• Task inputs:

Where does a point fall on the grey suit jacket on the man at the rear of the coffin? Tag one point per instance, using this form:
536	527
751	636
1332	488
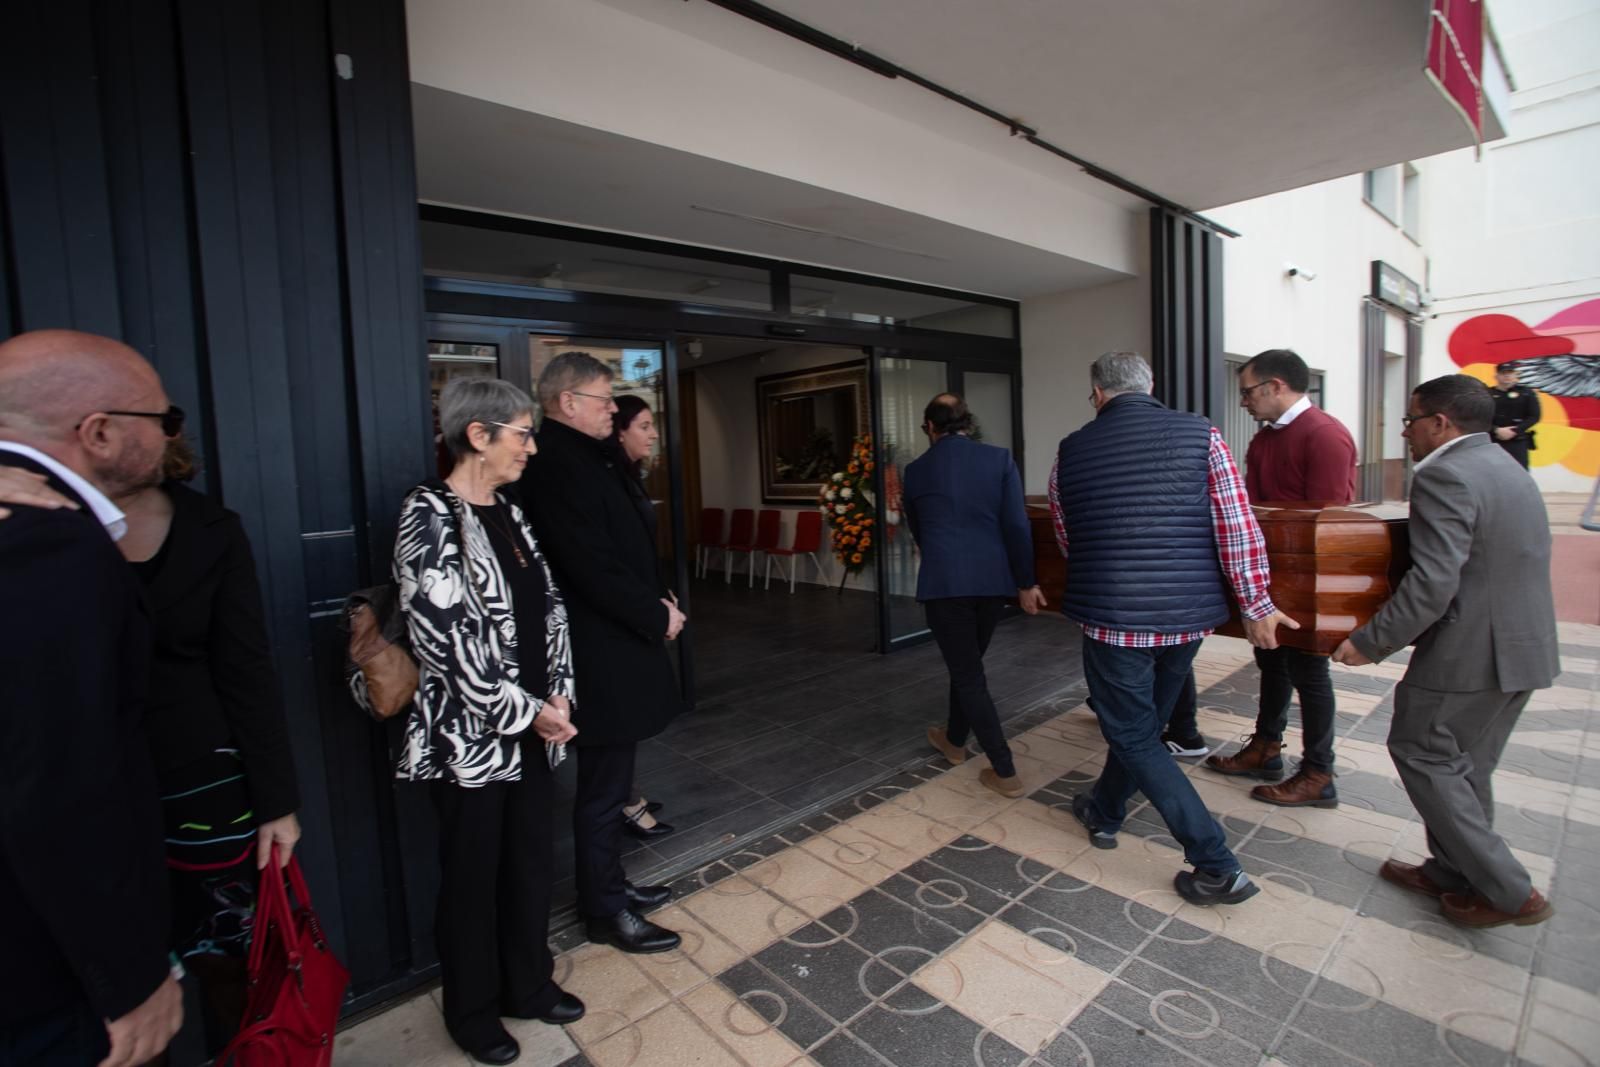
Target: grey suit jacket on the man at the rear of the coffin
1478	599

• Problem details:
Please transcribe each entry exactly and exclude any image it contains.

• Answer for the task:
Where does a point fall on the grey suit jacket on the man at the rear of the coffin? Tag one point per instance, using this form:
536	527
751	636
1332	488
Target: grey suit jacket on the man at the rear of the coffin
1478	599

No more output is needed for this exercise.